Work to complete. Locate every line in the material below that contains the word "white", and copy each of those lines.

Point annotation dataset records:
= = = = =
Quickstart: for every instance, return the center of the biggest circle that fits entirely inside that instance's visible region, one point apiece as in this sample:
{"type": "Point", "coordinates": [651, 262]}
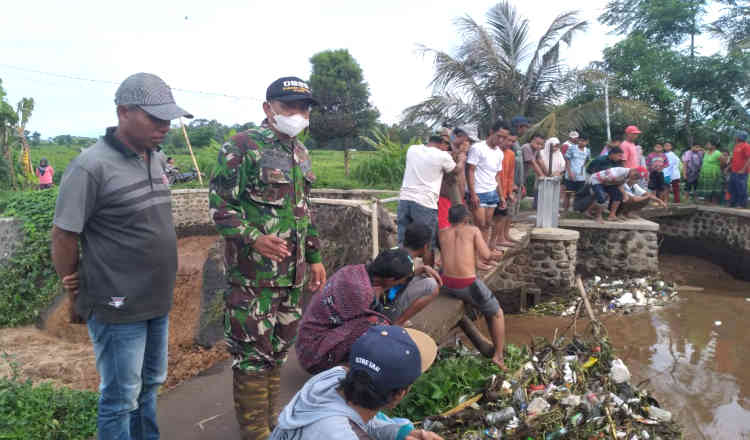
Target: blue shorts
{"type": "Point", "coordinates": [489, 199]}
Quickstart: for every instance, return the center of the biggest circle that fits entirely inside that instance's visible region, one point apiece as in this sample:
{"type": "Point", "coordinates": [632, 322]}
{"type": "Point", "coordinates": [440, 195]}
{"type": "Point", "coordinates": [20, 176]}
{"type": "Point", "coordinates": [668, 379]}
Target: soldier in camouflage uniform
{"type": "Point", "coordinates": [260, 203]}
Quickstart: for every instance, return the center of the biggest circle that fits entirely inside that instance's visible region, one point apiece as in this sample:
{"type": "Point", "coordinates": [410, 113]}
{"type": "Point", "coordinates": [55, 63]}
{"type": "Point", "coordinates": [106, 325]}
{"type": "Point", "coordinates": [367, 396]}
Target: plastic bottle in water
{"type": "Point", "coordinates": [560, 433]}
{"type": "Point", "coordinates": [659, 414]}
{"type": "Point", "coordinates": [502, 416]}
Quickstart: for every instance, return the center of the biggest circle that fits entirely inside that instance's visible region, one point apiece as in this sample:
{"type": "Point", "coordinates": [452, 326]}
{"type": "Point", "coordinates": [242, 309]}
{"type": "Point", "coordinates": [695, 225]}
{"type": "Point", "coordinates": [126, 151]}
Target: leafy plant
{"type": "Point", "coordinates": [387, 165]}
{"type": "Point", "coordinates": [29, 279]}
{"type": "Point", "coordinates": [456, 376]}
{"type": "Point", "coordinates": [44, 411]}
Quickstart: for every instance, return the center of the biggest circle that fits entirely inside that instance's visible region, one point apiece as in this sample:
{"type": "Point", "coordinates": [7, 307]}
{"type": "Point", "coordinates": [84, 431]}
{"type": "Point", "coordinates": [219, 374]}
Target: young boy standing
{"type": "Point", "coordinates": [461, 242]}
{"type": "Point", "coordinates": [503, 216]}
{"type": "Point", "coordinates": [575, 174]}
{"type": "Point", "coordinates": [656, 162]}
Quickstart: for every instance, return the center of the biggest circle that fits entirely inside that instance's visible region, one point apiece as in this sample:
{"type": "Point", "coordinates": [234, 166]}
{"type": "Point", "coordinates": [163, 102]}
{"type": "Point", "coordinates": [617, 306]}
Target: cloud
{"type": "Point", "coordinates": [234, 48]}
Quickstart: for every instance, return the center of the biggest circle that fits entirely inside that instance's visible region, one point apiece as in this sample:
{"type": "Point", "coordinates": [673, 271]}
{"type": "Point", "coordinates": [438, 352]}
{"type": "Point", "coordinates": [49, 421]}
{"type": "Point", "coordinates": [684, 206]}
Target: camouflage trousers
{"type": "Point", "coordinates": [260, 325]}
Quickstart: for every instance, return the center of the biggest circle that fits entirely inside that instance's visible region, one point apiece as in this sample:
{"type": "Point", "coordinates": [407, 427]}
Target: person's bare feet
{"type": "Point", "coordinates": [481, 265]}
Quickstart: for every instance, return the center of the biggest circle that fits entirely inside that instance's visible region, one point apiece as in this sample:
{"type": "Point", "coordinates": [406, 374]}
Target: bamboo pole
{"type": "Point", "coordinates": [190, 148]}
{"type": "Point", "coordinates": [587, 304]}
{"type": "Point", "coordinates": [375, 229]}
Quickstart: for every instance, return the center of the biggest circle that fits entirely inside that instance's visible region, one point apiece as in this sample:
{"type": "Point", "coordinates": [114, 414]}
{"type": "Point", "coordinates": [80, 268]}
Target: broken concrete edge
{"type": "Point", "coordinates": [554, 234]}
{"type": "Point", "coordinates": [370, 192]}
{"type": "Point", "coordinates": [629, 225]}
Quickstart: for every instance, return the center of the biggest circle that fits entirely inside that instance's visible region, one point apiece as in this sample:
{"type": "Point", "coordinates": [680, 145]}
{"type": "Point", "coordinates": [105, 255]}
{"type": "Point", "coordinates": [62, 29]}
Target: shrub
{"type": "Point", "coordinates": [386, 166]}
{"type": "Point", "coordinates": [455, 376]}
{"type": "Point", "coordinates": [44, 411]}
{"type": "Point", "coordinates": [29, 282]}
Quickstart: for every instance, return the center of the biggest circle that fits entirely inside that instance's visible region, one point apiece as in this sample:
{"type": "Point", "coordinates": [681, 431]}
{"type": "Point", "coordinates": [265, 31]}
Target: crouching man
{"type": "Point", "coordinates": [636, 199]}
{"type": "Point", "coordinates": [461, 243]}
{"type": "Point", "coordinates": [344, 402]}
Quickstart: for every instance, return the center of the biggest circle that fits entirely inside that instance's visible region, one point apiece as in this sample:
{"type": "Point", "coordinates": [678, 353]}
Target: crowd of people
{"type": "Point", "coordinates": [459, 197]}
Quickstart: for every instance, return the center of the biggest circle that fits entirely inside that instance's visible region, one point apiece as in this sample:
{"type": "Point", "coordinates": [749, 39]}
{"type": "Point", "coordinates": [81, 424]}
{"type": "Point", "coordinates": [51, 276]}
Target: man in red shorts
{"type": "Point", "coordinates": [460, 245]}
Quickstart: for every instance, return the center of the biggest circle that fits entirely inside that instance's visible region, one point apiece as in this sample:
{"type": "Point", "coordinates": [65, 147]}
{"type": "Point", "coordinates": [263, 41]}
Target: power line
{"type": "Point", "coordinates": [79, 78]}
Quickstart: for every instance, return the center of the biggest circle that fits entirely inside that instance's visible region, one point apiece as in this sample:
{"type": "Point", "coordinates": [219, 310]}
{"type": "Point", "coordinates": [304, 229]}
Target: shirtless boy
{"type": "Point", "coordinates": [460, 243]}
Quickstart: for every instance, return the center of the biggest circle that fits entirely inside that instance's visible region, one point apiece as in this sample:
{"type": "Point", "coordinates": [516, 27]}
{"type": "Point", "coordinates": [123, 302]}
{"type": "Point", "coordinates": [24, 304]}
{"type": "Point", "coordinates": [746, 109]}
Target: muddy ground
{"type": "Point", "coordinates": [63, 354]}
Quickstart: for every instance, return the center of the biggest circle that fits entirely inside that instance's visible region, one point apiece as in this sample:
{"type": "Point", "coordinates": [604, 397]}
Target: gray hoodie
{"type": "Point", "coordinates": [318, 411]}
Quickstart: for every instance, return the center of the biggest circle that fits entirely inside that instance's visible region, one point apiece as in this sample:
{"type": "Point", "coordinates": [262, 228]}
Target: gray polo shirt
{"type": "Point", "coordinates": [122, 211]}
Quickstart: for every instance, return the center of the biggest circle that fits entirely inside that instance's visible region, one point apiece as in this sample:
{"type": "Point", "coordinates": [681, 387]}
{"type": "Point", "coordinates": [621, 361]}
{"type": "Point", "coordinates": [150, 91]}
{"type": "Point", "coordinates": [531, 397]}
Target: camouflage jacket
{"type": "Point", "coordinates": [262, 186]}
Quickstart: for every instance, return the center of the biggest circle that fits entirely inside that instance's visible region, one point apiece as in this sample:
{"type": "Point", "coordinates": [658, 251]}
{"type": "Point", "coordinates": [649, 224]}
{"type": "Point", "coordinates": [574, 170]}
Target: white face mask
{"type": "Point", "coordinates": [290, 125]}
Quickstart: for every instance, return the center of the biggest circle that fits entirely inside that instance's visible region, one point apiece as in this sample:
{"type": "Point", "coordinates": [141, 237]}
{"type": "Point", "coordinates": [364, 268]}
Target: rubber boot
{"type": "Point", "coordinates": [251, 404]}
{"type": "Point", "coordinates": [274, 389]}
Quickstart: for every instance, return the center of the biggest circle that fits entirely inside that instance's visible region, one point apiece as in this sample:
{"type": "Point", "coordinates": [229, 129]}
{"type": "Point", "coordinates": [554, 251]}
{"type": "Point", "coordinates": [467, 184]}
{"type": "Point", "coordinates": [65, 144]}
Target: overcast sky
{"type": "Point", "coordinates": [235, 48]}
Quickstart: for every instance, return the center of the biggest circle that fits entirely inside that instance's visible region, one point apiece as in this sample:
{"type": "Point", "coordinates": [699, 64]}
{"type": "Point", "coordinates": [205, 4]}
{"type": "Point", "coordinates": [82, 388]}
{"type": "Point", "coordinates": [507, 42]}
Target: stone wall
{"type": "Point", "coordinates": [554, 253]}
{"type": "Point", "coordinates": [352, 194]}
{"type": "Point", "coordinates": [721, 235]}
{"type": "Point", "coordinates": [190, 212]}
{"type": "Point", "coordinates": [11, 236]}
{"type": "Point", "coordinates": [627, 249]}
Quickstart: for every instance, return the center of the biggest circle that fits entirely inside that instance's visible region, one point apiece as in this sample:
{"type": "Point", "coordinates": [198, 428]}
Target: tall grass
{"type": "Point", "coordinates": [387, 165]}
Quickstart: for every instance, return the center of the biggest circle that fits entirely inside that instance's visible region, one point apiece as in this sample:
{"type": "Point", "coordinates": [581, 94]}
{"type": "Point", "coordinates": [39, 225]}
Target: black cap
{"type": "Point", "coordinates": [288, 89]}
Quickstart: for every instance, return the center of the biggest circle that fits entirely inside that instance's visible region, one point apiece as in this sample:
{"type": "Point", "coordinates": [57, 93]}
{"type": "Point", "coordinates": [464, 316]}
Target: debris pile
{"type": "Point", "coordinates": [613, 296]}
{"type": "Point", "coordinates": [568, 388]}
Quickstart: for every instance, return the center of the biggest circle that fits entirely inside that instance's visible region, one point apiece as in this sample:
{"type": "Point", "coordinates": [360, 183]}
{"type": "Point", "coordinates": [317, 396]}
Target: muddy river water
{"type": "Point", "coordinates": [695, 354]}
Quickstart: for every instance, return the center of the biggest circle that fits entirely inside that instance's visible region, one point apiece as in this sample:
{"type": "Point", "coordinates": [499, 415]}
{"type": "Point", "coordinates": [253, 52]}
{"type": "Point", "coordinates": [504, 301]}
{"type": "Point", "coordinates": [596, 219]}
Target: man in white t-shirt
{"type": "Point", "coordinates": [610, 184]}
{"type": "Point", "coordinates": [672, 172]}
{"type": "Point", "coordinates": [420, 189]}
{"type": "Point", "coordinates": [484, 165]}
{"type": "Point", "coordinates": [636, 199]}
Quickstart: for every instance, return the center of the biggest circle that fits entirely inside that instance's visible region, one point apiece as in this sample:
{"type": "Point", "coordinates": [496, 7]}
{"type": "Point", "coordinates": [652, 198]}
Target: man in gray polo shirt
{"type": "Point", "coordinates": [113, 200]}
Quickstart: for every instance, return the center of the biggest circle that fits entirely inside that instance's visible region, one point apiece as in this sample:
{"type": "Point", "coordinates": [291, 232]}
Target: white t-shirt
{"type": "Point", "coordinates": [673, 170]}
{"type": "Point", "coordinates": [424, 174]}
{"type": "Point", "coordinates": [634, 190]}
{"type": "Point", "coordinates": [489, 162]}
{"type": "Point", "coordinates": [611, 176]}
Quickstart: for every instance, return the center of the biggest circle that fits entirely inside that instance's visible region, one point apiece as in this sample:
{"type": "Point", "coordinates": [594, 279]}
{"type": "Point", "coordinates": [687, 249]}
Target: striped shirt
{"type": "Point", "coordinates": [122, 210]}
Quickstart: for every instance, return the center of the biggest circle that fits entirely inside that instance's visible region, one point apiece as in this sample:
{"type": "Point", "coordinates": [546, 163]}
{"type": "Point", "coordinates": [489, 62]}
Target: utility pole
{"type": "Point", "coordinates": [606, 106]}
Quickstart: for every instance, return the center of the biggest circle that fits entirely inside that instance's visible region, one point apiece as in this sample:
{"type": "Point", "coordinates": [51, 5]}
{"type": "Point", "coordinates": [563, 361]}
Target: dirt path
{"type": "Point", "coordinates": [62, 353]}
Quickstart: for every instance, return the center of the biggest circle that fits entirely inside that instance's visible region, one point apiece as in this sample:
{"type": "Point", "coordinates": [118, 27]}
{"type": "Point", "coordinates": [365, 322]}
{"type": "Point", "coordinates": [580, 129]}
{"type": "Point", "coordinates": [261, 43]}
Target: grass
{"type": "Point", "coordinates": [44, 411]}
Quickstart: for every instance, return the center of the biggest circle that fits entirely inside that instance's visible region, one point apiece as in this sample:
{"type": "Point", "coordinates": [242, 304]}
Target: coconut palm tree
{"type": "Point", "coordinates": [497, 71]}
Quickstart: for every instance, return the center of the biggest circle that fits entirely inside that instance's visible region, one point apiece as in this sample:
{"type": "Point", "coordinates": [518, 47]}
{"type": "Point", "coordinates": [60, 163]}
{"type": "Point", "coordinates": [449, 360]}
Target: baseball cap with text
{"type": "Point", "coordinates": [632, 129]}
{"type": "Point", "coordinates": [288, 89]}
{"type": "Point", "coordinates": [393, 357]}
{"type": "Point", "coordinates": [151, 94]}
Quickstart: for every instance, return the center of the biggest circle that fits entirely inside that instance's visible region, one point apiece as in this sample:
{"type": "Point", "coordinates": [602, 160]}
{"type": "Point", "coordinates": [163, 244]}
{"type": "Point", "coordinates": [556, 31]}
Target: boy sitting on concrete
{"type": "Point", "coordinates": [460, 243]}
{"type": "Point", "coordinates": [610, 184]}
{"type": "Point", "coordinates": [637, 199]}
{"type": "Point", "coordinates": [401, 302]}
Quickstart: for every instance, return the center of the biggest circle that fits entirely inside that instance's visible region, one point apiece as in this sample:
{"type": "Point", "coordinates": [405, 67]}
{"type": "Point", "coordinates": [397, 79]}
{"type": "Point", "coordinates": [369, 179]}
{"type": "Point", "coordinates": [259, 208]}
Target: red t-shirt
{"type": "Point", "coordinates": [631, 154]}
{"type": "Point", "coordinates": [740, 156]}
{"type": "Point", "coordinates": [509, 167]}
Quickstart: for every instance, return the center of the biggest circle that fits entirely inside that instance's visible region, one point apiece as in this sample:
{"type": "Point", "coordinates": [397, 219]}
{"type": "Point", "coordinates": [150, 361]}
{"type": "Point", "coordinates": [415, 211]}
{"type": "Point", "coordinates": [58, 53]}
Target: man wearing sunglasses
{"type": "Point", "coordinates": [260, 203]}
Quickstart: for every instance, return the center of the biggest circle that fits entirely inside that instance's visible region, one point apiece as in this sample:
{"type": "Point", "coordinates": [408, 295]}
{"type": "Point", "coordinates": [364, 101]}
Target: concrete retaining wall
{"type": "Point", "coordinates": [625, 248]}
{"type": "Point", "coordinates": [721, 235]}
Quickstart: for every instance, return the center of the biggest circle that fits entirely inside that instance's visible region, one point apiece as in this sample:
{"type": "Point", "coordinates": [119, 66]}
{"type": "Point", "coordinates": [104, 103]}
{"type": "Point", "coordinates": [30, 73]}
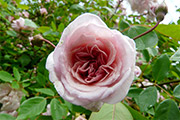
= = = = =
Result.
Target: white face mask
Target: man in white t-shirt
Target: white t-shirt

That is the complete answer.